Please rewrite the entries below, beginning at the line that contains "If it's not too much trouble, please detect the distant" and stopping after the line that contains "xmin=224 ymin=93 xmax=244 ymax=138". Keep each request as it is, and multiply every coordinate in the answers by 0.2, rounding to whole numbers with halves rounded up.
··· DATA FOR THIS TASK ···
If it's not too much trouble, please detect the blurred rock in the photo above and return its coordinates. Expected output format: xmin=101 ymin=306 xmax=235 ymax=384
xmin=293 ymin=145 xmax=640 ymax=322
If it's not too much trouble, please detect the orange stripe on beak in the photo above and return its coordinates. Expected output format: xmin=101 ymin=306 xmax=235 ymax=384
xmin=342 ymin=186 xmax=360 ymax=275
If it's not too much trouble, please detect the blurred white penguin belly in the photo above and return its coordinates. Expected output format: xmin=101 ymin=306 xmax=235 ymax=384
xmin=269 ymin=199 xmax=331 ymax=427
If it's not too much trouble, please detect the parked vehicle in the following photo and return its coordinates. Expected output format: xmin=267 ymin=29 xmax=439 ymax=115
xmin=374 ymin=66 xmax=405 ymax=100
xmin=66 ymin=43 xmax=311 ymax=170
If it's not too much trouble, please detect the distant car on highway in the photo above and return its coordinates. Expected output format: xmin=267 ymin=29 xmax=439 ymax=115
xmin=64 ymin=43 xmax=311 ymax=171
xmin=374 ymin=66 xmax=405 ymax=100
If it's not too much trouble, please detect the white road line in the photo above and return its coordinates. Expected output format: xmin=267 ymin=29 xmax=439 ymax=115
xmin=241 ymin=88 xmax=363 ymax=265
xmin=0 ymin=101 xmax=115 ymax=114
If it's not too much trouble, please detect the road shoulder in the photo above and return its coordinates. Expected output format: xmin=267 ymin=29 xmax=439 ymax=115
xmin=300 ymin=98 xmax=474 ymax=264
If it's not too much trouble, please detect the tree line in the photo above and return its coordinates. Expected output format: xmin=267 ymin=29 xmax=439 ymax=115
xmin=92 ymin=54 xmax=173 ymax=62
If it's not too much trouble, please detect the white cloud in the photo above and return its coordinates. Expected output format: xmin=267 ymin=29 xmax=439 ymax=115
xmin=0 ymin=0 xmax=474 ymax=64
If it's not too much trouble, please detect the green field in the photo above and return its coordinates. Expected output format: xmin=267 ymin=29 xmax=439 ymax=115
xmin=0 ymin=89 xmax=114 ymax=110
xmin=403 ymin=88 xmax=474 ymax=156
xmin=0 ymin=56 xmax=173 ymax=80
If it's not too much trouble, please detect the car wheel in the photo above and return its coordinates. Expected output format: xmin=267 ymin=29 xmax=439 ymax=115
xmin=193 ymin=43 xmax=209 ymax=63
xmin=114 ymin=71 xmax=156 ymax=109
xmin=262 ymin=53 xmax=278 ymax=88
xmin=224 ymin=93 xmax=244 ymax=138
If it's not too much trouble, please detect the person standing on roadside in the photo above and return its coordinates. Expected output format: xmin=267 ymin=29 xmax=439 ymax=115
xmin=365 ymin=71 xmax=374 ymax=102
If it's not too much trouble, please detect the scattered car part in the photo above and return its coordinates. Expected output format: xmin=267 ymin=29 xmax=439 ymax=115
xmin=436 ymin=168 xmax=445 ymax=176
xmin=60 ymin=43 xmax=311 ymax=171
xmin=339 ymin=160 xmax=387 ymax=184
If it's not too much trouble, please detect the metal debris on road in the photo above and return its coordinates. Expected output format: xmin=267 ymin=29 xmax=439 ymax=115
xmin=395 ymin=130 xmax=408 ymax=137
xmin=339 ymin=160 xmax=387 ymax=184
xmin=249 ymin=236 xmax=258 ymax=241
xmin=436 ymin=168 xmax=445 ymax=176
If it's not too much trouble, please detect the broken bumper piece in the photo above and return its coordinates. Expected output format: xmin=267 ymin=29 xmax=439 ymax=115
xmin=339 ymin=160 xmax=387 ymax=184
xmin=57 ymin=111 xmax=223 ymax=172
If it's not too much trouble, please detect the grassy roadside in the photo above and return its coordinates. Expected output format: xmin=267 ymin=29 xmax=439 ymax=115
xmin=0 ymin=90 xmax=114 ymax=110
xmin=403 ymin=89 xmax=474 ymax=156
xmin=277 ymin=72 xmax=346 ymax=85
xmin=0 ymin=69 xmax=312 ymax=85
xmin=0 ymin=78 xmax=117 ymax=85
···
## TASK RESPONSE
If it's not too much trouble, please detect the distant car on highway in the photo above and return its coordinates. Expected output format: xmin=267 ymin=29 xmax=439 ymax=115
xmin=13 ymin=9 xmax=62 ymax=34
xmin=75 ymin=13 xmax=81 ymax=20
If it's not too much trouble, please detect the white road line in the photo above and return its coordinates. Expected output format: xmin=267 ymin=29 xmax=439 ymax=115
xmin=48 ymin=18 xmax=73 ymax=53
xmin=0 ymin=20 xmax=23 ymax=23
If it's not too much trouble, please detect the road shoulder in the photo above and return its coordinates. Expected output format: xmin=267 ymin=29 xmax=439 ymax=115
xmin=60 ymin=20 xmax=95 ymax=53
If it's not too much trouble, please detect the tree line in the photo above and return its coordinates. Expected output format: xmin=267 ymin=29 xmax=439 ymax=115
xmin=18 ymin=11 xmax=35 ymax=12
If it's not too much trouble, please detect the white cloud in the photo above and return its coordinates. Expected output format: xmin=267 ymin=29 xmax=439 ymax=115
xmin=0 ymin=0 xmax=95 ymax=13
If it's not too much trouble, please detect the green field in the photo above and return its coordinates. Expected output format: xmin=267 ymin=29 xmax=439 ymax=115
xmin=0 ymin=18 xmax=23 ymax=22
xmin=81 ymin=18 xmax=95 ymax=31
xmin=0 ymin=11 xmax=35 ymax=16
If it's not too much trouble, please detect the car wheel in the photo above and return its coordinates. Expected output format: xmin=267 ymin=29 xmax=439 ymax=115
xmin=39 ymin=9 xmax=42 ymax=13
xmin=23 ymin=14 xmax=31 ymax=22
xmin=52 ymin=11 xmax=56 ymax=18
xmin=45 ymin=19 xmax=49 ymax=28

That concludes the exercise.